▶ _What is needed_
Print the records below exactly, omitting all pictures.

[Region pointing data]
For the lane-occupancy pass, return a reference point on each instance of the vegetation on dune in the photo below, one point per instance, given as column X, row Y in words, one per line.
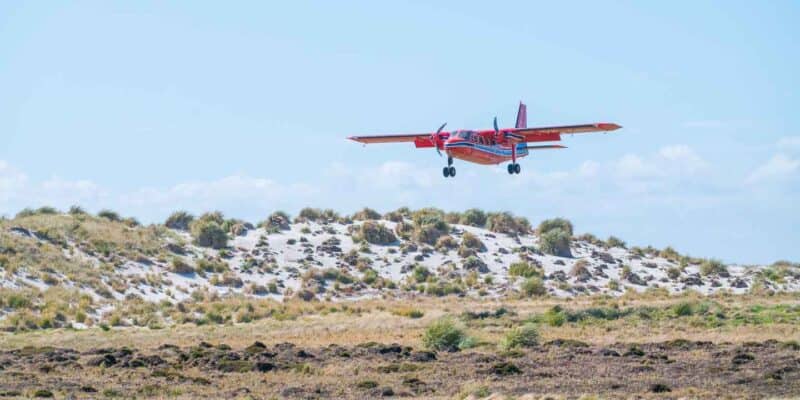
column 524, row 269
column 374, row 233
column 556, row 242
column 179, row 220
column 555, row 223
column 444, row 334
column 473, row 217
column 533, row 286
column 505, row 222
column 713, row 267
column 366, row 214
column 318, row 215
column 555, row 237
column 526, row 335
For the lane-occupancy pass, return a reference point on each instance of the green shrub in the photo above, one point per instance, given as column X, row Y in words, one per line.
column 683, row 309
column 506, row 223
column 374, row 233
column 421, row 274
column 207, row 232
column 393, row 216
column 366, row 214
column 445, row 243
column 277, row 221
column 614, row 241
column 181, row 267
column 524, row 269
column 533, row 286
column 523, row 336
column 473, row 217
column 452, row 217
column 77, row 210
column 673, row 272
column 109, row 215
column 555, row 223
column 580, row 269
column 179, row 220
column 444, row 335
column 473, row 263
column 713, row 267
column 556, row 242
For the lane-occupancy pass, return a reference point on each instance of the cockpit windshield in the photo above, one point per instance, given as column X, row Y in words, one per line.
column 466, row 135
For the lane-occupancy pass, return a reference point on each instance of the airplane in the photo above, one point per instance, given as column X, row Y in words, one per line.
column 490, row 146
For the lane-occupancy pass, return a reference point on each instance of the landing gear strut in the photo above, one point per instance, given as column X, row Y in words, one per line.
column 449, row 170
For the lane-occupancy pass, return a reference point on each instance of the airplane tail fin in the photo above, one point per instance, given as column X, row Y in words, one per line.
column 522, row 116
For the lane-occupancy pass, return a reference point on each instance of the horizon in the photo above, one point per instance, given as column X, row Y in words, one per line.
column 150, row 108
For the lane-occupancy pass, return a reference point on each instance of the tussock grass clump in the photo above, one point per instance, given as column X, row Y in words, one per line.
column 317, row 215
column 713, row 267
column 445, row 243
column 208, row 231
column 555, row 223
column 179, row 220
column 614, row 241
column 373, row 233
column 525, row 336
column 533, row 286
column 277, row 221
column 524, row 269
column 555, row 236
column 473, row 217
column 366, row 214
column 179, row 266
column 507, row 223
column 445, row 334
column 580, row 269
column 109, row 215
column 429, row 226
column 556, row 242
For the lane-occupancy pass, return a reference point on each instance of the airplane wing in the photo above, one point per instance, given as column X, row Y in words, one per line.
column 419, row 139
column 553, row 133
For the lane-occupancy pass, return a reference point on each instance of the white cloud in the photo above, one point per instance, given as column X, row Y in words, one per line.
column 708, row 124
column 789, row 142
column 777, row 168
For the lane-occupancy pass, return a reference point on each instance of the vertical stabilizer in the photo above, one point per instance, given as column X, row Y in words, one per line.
column 522, row 116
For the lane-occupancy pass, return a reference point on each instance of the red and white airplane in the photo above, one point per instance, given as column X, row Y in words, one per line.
column 490, row 146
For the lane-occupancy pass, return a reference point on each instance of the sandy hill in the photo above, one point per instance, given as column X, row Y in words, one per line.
column 103, row 260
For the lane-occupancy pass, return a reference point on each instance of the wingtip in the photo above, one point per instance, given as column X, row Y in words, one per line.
column 607, row 126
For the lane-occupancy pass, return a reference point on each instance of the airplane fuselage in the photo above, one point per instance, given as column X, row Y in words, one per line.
column 481, row 149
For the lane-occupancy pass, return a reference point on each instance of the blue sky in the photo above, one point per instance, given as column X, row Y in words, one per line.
column 148, row 107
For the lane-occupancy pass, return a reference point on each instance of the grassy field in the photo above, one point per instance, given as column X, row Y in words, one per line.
column 637, row 345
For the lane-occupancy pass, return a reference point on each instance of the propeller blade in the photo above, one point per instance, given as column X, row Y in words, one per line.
column 435, row 138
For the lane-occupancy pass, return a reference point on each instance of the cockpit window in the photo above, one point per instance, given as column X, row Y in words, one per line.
column 466, row 135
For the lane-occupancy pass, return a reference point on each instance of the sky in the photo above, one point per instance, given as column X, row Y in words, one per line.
column 149, row 107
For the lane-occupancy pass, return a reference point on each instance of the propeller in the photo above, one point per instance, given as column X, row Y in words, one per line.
column 435, row 138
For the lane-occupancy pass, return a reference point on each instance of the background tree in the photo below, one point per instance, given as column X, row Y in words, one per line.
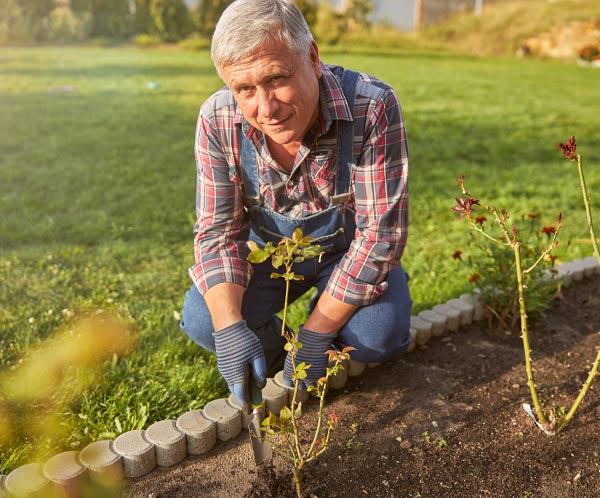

▶ _Result of the exercise_
For the lane-occupancy pass, return a reference point on each instance of the vegetation on dune in the photo below, one point per instance, given as column X, row Y in words, one per line.
column 524, row 269
column 374, row 233
column 556, row 242
column 179, row 220
column 555, row 223
column 444, row 334
column 473, row 217
column 533, row 286
column 505, row 222
column 713, row 267
column 366, row 214
column 318, row 215
column 555, row 237
column 526, row 335
For the lane-occupancy pass, return a reference point on each instance of the green shrub in the photo above, one point per instance, given as column X, row Y in words, one per line.
column 683, row 309
column 506, row 223
column 374, row 233
column 421, row 274
column 207, row 232
column 393, row 216
column 366, row 214
column 445, row 243
column 277, row 221
column 614, row 241
column 181, row 267
column 524, row 269
column 533, row 286
column 523, row 336
column 473, row 217
column 452, row 217
column 77, row 210
column 673, row 272
column 109, row 215
column 555, row 223
column 580, row 269
column 179, row 220
column 444, row 335
column 473, row 263
column 713, row 267
column 556, row 242
For the lane-occupancy pass, return a reference point on each instance of the cockpit windshield in the photo above, one point per instance, given as column X, row Y in words, one per line.
column 466, row 135
For the lane-occupancy pass, return a reference point on each instance of the airplane in the photo above, one point per instance, given as column X, row Y in words, one per line.
column 490, row 146
For the lane-occupancy pass, return a reference point on each instance of the landing gear strut in the photo above, one point per instance, given as column X, row Y in words, one per line.
column 449, row 170
For the lane-occupancy pass, return a reference point on each instance of the airplane tail fin in the photo above, one point per instance, given as column X, row Y in words, one per line.
column 522, row 116
For the lane-occupancy pass, return a reference point on each instance of the horizon in the photo above, one point per instance, given as column X, row Y in words, one per line.
column 150, row 108
For the lane-occupancy pass, return a reference point on each instance of the tussock grass clump in the photo above, one point per instance, given as column X, row Y in words, one per line.
column 317, row 215
column 713, row 267
column 445, row 243
column 208, row 231
column 555, row 223
column 179, row 220
column 614, row 241
column 373, row 233
column 525, row 336
column 533, row 286
column 277, row 221
column 524, row 269
column 555, row 236
column 473, row 217
column 366, row 214
column 179, row 266
column 507, row 223
column 445, row 334
column 580, row 269
column 109, row 215
column 429, row 226
column 556, row 242
For the lane-occupancy pass, return a reference point on each instance of the airplane wing in the photo above, one point per instance, given as column X, row Y in words, one per line.
column 419, row 139
column 553, row 133
For the lane-occupancy pass, return a reference point on each instance of the white cloud in the photo above, one point per instance, given as column X, row Y in words, one per line.
column 708, row 124
column 789, row 142
column 777, row 168
For the lane-occupancy pass, return a reference point on each instance of the vertical stabilizer in the photo above, one point per instance, given as column X, row Y in words, one per line.
column 522, row 116
For the lane-occupancy pass, return a reference point on each instance of the red and white airplane in the photo above, one point per instance, given as column X, row Y in words, one per line.
column 490, row 146
For the lane-occupancy pass, return a reference point on each instance of the sandy hill in the photo above, one point per instance, given as column X, row Y in words, one per line.
column 103, row 260
For the lane-occupancy pass, return a reference point on each instance of the wingtip in the photo above, one point per instance, given as column X, row Y in words, one per line.
column 607, row 126
For the lane-occupancy pass, return a reference point on each instance of the airplane fuselage in the photo above, one point per instance, given as column X, row Y in words, one per line.
column 481, row 149
For the lane-occupancy pass, return a reference point on each instance of the blue sky in the photo above, one point per instance, given as column X, row Y in words, one per line.
column 148, row 107
For the lane-occupancy pass, return a reference point on each instance of the grassy field in the photo above, one point per instance, given as column X, row Y in words, one per line.
column 637, row 345
For the lane-occupancy pass, return a reference point on each instance of the propeller blade in the photo above, one point per instance, given as column X, row Y in words, one per line.
column 435, row 138
For the lane-occupancy pass, return a reference point on each instance of the cockpit window in the photo above, one point per instance, given as column X, row Y in words, one per line.
column 466, row 135
For the lane-occupancy pass, return a reference point on each instance of the sky in the photo above, one point per instance, given as column X, row Y in words, one per line.
column 149, row 107
For the lane-occupancy pass, return a reference point on each instance of the propeller in the photo above, one point per instance, given as column X, row Y in words, one per line.
column 435, row 138
For the lane-occupancy pass, return a reference point on each instance of the background tree in the photo below, one point per instance, given as column X, row Y in words, one per line.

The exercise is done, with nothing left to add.